* Task item: Please return all of the data exactly as written.

══ Source material

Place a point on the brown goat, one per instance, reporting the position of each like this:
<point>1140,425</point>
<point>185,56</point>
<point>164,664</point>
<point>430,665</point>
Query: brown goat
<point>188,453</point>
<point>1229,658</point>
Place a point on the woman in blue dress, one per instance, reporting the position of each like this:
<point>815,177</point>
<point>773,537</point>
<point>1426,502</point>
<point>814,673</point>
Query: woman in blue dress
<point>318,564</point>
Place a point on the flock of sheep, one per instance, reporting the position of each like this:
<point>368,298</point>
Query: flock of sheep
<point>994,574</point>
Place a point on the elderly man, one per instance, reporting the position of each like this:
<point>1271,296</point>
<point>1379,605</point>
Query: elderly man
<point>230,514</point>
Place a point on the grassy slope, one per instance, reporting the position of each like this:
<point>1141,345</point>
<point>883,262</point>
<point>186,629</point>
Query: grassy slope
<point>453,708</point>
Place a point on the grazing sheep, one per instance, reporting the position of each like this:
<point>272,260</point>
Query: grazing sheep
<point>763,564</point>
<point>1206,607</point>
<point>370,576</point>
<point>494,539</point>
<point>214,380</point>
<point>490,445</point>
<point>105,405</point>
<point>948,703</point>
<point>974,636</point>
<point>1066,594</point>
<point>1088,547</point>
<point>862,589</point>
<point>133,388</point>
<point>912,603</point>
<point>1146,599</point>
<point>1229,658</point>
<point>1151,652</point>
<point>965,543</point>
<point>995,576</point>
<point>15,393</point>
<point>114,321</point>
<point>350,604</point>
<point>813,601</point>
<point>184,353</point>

════

* Response for this exercise:
Place a point on the brown goat, one per instance, reporting the position of each like this:
<point>1140,425</point>
<point>185,56</point>
<point>164,664</point>
<point>430,665</point>
Query: brown goat
<point>188,453</point>
<point>1229,658</point>
Place a point on the woman in blue dress, one per instance, reporting the position of each like this:
<point>815,177</point>
<point>773,537</point>
<point>1426,502</point>
<point>814,673</point>
Query: woman in blue dress
<point>318,564</point>
Place a point on the flock of sheep, one per instance, reporting the position of each like this:
<point>368,298</point>
Query: flock of sheep
<point>994,574</point>
Place a point on the elderly man, one per instance, reporting the position of each like this:
<point>1271,296</point>
<point>1379,605</point>
Query: elderly man
<point>230,514</point>
Place a point on the grassy slope, one per instance, reporting the position of each like this:
<point>1141,345</point>
<point>883,262</point>
<point>186,629</point>
Query: grassy slope
<point>453,708</point>
Place a point on the grazing sheep, one per instance, reporting the position of each like this:
<point>272,260</point>
Query: grazing sheep
<point>763,564</point>
<point>1206,607</point>
<point>370,576</point>
<point>494,539</point>
<point>214,380</point>
<point>490,445</point>
<point>105,405</point>
<point>948,703</point>
<point>974,636</point>
<point>1066,594</point>
<point>1088,547</point>
<point>862,589</point>
<point>133,388</point>
<point>912,603</point>
<point>1146,599</point>
<point>1229,658</point>
<point>1151,652</point>
<point>965,543</point>
<point>995,576</point>
<point>15,393</point>
<point>114,321</point>
<point>350,604</point>
<point>813,601</point>
<point>184,353</point>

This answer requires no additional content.